### Task objective
Repeat the lines of the listing below exactly, starting at the line that contains "Expected behavior: point out the rein" and running through the last line, both included, and only those.

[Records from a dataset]
%%
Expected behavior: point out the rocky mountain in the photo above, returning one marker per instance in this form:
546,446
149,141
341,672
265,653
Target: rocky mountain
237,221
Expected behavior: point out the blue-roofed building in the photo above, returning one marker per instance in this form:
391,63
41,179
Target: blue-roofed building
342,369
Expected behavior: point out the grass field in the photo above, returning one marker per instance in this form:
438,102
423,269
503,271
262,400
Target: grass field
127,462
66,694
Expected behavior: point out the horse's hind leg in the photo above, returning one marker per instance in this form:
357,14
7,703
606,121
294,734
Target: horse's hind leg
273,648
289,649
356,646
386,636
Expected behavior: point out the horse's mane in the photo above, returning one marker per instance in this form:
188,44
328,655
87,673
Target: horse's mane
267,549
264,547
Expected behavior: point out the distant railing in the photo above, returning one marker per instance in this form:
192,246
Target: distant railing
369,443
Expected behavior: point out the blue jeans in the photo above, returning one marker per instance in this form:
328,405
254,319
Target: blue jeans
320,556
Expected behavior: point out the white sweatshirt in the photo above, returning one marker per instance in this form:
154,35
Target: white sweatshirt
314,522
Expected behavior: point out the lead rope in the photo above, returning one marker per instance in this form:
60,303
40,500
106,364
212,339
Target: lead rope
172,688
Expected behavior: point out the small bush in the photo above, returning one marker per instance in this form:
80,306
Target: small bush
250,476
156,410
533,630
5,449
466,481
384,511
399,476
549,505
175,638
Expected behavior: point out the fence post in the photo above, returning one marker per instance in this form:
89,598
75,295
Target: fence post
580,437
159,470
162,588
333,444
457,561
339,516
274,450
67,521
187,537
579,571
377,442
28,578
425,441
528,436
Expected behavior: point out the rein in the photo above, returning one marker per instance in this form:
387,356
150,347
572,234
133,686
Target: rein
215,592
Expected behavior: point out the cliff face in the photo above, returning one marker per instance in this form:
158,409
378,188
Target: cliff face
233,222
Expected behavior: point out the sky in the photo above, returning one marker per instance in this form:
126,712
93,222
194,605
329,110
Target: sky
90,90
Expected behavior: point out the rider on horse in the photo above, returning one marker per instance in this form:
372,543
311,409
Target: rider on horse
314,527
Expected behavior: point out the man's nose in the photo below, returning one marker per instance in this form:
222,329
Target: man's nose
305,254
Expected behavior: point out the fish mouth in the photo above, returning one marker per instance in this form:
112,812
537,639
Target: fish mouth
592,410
%%
### Final result
Expected behavior: point out the rein in the photo above, returning one marker per instance in this form:
387,356
150,347
572,234
133,686
Target: rein
215,592
Expected behavior: point out the cliff face in the photo above, returning one marker per instance in this form:
158,409
378,188
Target: cliff face
233,222
Expected behavior: point out the sky in the photo above, returning one marker per instance in this form:
126,712
93,222
194,605
329,110
Target: sky
90,90
Expected behavior: point out the rider on horse in the photo above, returning one marker per instance in this form:
372,543
311,409
Target: rider on horse
314,527
Expected behavior: point out the man's nose in the photo below, returning one marker per instance in this form:
222,329
Target: man's nose
305,254
Expected behavior: point out the fish mouth in the photo above, returning one marker per instance in this form:
112,812
537,639
Target: fish mouth
592,410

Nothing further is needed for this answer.